Work required:
Count the lines in the material below that contain the string "objects" with case taken into account, and reply with the number alone.

Data provided:
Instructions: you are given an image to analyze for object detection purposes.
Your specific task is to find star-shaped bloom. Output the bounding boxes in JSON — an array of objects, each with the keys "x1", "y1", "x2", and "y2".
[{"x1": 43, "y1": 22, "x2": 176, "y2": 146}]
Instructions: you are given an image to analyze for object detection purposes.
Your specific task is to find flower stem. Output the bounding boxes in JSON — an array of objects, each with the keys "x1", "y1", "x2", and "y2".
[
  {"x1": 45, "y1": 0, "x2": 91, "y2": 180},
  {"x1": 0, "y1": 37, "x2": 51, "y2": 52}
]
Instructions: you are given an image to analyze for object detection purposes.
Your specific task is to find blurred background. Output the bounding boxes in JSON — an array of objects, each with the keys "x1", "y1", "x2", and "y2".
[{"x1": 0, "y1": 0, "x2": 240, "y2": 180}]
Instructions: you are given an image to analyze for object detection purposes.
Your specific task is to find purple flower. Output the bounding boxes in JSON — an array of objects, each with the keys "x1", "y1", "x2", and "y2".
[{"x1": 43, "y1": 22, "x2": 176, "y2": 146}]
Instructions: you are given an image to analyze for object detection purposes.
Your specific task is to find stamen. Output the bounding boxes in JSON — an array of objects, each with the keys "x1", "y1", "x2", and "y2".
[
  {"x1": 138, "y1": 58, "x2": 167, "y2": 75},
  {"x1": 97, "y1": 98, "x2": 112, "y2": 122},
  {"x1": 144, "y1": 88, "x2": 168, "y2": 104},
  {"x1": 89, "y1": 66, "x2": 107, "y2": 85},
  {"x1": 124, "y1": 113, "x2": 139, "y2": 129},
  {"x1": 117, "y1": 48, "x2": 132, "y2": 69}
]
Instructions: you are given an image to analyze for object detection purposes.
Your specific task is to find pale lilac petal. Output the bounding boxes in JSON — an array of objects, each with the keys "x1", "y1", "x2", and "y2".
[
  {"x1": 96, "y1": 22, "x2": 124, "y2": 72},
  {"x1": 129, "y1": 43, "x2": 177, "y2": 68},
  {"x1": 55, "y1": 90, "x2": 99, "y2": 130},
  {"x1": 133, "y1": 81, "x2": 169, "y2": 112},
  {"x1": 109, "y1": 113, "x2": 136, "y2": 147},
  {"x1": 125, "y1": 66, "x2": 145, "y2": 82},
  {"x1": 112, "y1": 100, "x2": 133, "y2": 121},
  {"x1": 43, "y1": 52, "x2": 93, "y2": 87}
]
==
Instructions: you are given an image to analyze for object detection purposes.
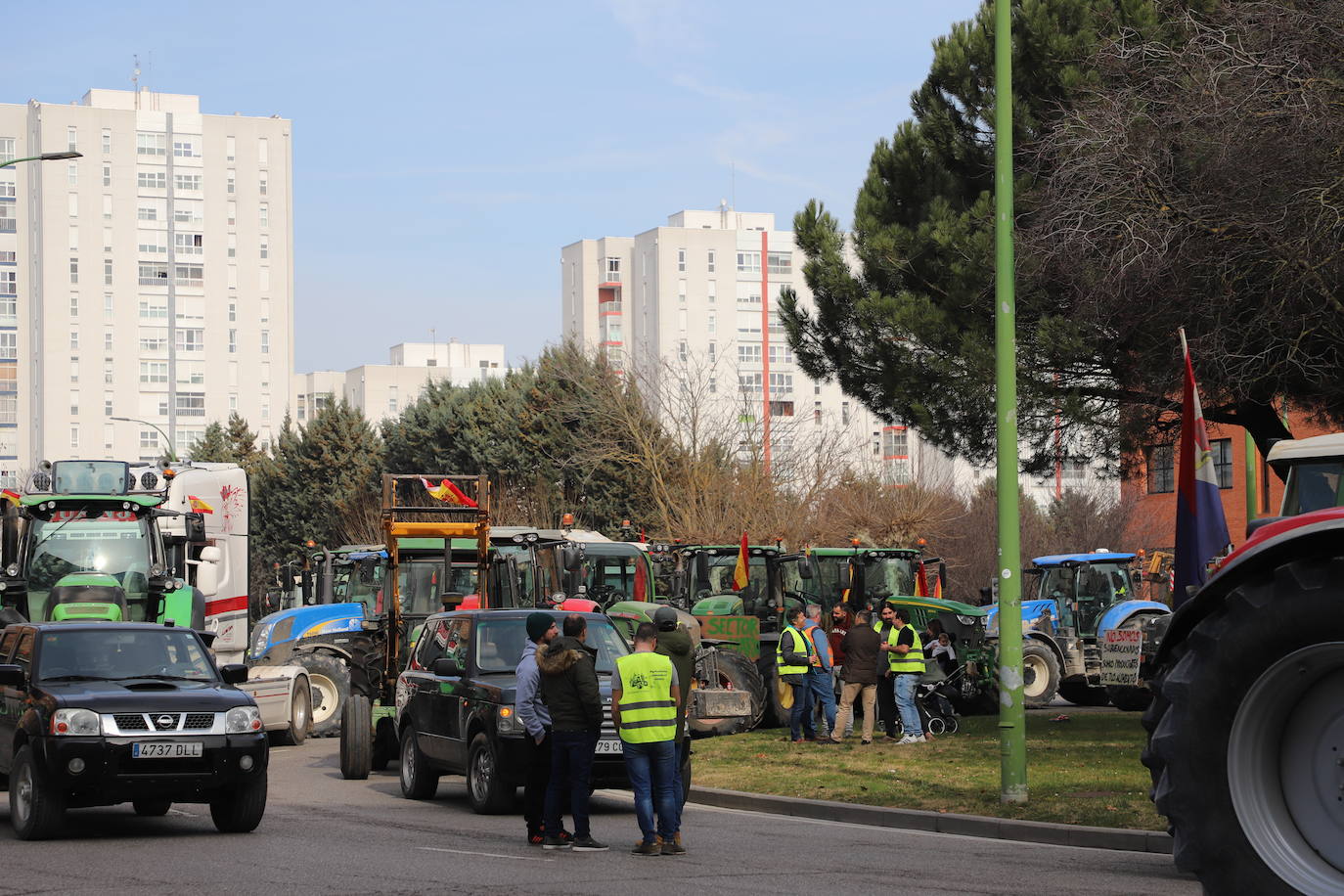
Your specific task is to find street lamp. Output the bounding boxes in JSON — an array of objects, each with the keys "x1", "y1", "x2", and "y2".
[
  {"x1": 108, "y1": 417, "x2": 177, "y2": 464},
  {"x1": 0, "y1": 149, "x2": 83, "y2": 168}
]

Written response:
7